WORK REQUIRED: Output the material beneath exactly, leaving nothing out.

— START EXERCISE INPUTS —

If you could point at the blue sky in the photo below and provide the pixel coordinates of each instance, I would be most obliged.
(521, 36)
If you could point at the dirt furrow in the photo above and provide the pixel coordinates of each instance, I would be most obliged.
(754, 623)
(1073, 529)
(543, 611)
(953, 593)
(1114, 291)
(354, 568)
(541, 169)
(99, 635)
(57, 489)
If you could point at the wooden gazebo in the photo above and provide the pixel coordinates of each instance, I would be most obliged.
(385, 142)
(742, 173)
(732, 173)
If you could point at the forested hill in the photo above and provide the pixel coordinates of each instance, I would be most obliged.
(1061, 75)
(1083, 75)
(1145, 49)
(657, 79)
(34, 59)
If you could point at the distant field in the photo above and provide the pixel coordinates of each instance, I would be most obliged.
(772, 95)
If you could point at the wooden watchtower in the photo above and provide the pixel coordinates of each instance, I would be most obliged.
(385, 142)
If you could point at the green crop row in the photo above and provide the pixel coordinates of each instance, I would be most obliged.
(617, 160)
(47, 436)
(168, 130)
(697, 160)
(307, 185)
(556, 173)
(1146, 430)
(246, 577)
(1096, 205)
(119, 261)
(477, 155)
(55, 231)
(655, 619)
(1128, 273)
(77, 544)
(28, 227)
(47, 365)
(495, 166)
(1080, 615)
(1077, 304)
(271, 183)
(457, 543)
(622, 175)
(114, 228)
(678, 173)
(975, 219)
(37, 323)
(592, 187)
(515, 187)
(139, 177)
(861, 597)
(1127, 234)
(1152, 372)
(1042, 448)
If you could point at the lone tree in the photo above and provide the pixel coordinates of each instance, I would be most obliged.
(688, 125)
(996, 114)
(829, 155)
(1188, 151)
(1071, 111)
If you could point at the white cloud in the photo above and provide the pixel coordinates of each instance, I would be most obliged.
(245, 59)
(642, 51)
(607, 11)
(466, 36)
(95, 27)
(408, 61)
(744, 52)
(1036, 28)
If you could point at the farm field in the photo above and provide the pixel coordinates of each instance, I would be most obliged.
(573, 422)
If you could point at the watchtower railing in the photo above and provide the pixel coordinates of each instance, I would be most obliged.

— END EXERCISE INPUTS —

ANSWER IN FULL:
If you could point at the blue sky in the photo below and provide the pixel coordinates of each instance, I would be most obliged.
(521, 36)
If you could point at the dirt furrow in the photo above and provide the pixel coordinates of each instance, I would be most obliged.
(754, 623)
(1073, 529)
(543, 611)
(953, 593)
(1114, 291)
(354, 568)
(541, 169)
(99, 635)
(57, 489)
If you could point at the wooden gazebo in the photo above and provide the pixel coordinates of each instance, I would be most obliged.
(385, 142)
(742, 173)
(732, 173)
If you could point at the forested hill in the photo above and provide the pixel coordinates of each instance, I would be most obliged.
(1061, 75)
(1083, 75)
(1145, 49)
(657, 79)
(34, 59)
If you could point at the distant field in the photo above and provide the pixel coordinates of each instance, I would be most obliged.
(772, 95)
If you could point at the wooden watchtower in the photo above and provide the pixel coordinates of each instance, I would be most obliged.
(385, 142)
If you could point at the green crop row in the photo above and provide the pixel coordinates of each instance, I would be most obliged.
(617, 160)
(47, 436)
(168, 130)
(697, 160)
(307, 185)
(556, 173)
(1146, 430)
(246, 577)
(1096, 205)
(119, 261)
(477, 155)
(55, 231)
(655, 619)
(1128, 273)
(77, 544)
(28, 227)
(47, 365)
(495, 166)
(1080, 615)
(1077, 304)
(271, 183)
(457, 543)
(622, 175)
(114, 228)
(678, 173)
(975, 219)
(37, 323)
(592, 187)
(515, 187)
(139, 177)
(861, 597)
(1127, 234)
(1152, 372)
(1042, 448)
If you could point at the lone tree in the photo above and provide the pixel coordinates of each instance, I would be most obliged.
(688, 125)
(996, 114)
(829, 155)
(1188, 151)
(1071, 111)
If you could point at the white cloud in the photo above and provide the pixel coordinates of each instance, I would be most obliged.
(245, 59)
(642, 51)
(607, 11)
(466, 36)
(95, 27)
(408, 61)
(744, 52)
(1036, 28)
If you could point at the farm field in the photo above and provide the pixel coordinates of each instance, I would be most obliged.
(573, 422)
If you could point at the watchtower railing in the photo above and provide the pixel coordinates of each instance, I would be most obliged.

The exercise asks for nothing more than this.